• REQUIRED ACTIONS
[1] According to the passage on 504 Plans versus IEPs, what timeline does a written request for a special education evaluation set off in Oregon?
[2] Write out word for word everything in the passage on 504 Plans versus IEPs from "If any of these" down to "if they refuse.".

A 504 Plan is the right tool when accommodations alone allow your child to access the standard curriculum and make adequate progress. When they don't, an IEP is warranted.

Signs a 504 is insufficient for ADHD or anxiety in Oregon:

  • Your child has had a 504 for a year and is still failing courses or significantly below grade level
  • Your child's anxiety is so severe it prevents attendance—school refusal, frequent nurse visits, inability to complete assignments at all
  • Your child needs direct, specialized instruction in executive functioning, organizational skills, or reading that goes beyond what a general education teacher can provide
  • Your child needs counseling from the school psychologist written as a related service (a 504 cannot mandate related services—only an IEP can)
  • Behavioral episodes have triggered suspensions and the district is discussing removal from general education

If any of these apply, submit a written request for a special education evaluation under IDEA. Use the phrase "I am requesting a comprehensive special education evaluation for my child due to suspected disability adversely affecting educational performance." That request triggers Oregon's 60-school-day timeline under OAR 581-015-2110 and requires the district to provide a Prior Written Notice if they refuse.

• ENTRIES PROVIDED

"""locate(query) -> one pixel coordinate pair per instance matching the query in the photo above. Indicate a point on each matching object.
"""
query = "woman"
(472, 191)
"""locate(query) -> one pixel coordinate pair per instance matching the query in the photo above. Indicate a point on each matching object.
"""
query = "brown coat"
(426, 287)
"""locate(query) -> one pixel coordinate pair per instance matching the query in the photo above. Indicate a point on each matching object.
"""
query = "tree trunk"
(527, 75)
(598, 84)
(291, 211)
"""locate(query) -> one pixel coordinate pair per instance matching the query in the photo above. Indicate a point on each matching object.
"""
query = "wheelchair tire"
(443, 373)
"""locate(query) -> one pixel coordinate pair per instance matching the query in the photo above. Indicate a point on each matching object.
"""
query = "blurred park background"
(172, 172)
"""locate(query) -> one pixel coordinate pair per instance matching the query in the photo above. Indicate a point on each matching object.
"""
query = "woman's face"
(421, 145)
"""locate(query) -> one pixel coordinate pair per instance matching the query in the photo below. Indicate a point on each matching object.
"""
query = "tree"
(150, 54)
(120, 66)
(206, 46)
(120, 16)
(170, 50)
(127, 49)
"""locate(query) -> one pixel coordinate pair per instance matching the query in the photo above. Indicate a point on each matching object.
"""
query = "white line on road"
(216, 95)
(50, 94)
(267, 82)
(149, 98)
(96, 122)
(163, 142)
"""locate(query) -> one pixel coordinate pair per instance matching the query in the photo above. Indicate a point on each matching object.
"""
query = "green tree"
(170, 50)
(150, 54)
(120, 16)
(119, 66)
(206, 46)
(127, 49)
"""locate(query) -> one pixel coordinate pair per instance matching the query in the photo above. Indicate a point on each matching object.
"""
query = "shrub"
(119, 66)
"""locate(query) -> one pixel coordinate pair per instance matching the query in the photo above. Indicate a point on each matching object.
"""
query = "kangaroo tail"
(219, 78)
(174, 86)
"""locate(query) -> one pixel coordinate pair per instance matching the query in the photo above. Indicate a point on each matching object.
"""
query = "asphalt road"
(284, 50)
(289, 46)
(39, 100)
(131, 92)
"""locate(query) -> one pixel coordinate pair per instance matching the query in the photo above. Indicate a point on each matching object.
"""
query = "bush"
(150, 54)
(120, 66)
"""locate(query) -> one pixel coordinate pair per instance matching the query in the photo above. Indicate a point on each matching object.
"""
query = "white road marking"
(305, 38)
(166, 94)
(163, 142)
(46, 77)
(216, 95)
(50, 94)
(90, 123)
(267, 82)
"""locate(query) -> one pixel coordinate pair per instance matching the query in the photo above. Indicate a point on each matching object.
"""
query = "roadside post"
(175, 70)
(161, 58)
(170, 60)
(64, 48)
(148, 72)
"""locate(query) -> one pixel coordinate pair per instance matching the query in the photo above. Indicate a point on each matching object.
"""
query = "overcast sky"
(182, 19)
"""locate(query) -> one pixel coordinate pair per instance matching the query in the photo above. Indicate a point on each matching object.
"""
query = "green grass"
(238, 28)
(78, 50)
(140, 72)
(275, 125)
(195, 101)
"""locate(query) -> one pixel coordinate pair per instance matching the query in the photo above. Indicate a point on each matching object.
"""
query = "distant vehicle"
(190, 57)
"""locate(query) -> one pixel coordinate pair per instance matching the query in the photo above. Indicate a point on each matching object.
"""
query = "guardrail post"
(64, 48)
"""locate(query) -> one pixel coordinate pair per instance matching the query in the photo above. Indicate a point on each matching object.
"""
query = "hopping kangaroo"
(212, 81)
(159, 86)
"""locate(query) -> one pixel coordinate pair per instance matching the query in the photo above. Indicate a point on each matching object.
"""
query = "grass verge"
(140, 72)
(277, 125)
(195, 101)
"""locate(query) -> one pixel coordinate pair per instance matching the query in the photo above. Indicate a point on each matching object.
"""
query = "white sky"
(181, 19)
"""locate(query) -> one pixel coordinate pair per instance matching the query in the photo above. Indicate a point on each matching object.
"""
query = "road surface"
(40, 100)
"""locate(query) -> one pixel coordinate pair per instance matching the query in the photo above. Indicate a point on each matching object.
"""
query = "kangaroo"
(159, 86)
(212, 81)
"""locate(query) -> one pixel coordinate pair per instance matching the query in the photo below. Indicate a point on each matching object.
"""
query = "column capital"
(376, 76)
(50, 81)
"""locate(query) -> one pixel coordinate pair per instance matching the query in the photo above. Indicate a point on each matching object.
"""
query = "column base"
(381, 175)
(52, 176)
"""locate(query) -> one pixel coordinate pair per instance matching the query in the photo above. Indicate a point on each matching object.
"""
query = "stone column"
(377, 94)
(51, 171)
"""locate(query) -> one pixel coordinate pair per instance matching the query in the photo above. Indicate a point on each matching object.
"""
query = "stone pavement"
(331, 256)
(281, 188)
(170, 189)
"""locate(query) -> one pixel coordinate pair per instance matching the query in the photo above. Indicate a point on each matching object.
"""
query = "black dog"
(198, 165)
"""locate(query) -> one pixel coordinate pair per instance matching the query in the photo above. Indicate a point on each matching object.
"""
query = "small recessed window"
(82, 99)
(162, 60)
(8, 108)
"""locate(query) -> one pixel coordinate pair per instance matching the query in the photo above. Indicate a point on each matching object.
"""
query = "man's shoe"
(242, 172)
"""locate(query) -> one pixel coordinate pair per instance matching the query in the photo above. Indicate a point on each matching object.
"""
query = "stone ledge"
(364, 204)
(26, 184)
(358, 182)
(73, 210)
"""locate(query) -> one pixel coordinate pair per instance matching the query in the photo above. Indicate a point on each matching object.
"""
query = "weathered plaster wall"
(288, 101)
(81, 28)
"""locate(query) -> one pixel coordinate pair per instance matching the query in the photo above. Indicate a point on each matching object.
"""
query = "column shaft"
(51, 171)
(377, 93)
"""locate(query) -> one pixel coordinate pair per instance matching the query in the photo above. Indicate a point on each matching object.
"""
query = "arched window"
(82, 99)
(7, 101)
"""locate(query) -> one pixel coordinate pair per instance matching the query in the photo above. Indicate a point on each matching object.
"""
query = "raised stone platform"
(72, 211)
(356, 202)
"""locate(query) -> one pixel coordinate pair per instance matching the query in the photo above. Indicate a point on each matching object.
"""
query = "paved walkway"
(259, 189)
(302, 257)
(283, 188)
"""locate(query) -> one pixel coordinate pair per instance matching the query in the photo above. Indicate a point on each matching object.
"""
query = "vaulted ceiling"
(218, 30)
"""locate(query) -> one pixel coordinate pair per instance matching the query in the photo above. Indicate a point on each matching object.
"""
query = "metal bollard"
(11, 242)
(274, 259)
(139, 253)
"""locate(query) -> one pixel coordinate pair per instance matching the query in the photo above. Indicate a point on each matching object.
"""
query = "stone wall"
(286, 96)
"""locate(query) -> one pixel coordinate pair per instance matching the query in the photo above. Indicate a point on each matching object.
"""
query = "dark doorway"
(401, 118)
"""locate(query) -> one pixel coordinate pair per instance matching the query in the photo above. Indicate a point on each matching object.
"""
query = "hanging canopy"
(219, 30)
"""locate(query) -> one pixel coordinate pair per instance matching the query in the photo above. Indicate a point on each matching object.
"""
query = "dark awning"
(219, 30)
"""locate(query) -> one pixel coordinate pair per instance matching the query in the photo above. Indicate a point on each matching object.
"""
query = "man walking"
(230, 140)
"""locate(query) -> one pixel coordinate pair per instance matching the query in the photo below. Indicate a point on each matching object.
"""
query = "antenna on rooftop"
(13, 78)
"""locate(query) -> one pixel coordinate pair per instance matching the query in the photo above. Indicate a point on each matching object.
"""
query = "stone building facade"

• ANSWERS PROVIDED
[1] It triggers Oregon's 60-school-day timeline under OAR 581-015-2110.

[2]
If any of these apply, submit a written request for a special education evaluation under IDEA. Use the phrase "I am requesting a comprehensive special education evaluation for my child due to suspected disability adversely affecting educational performance." That request triggers Oregon's 60-school-day timeline under OAR 581-015-2110 and requires the district to provide a Prior Written Notice if they refuse.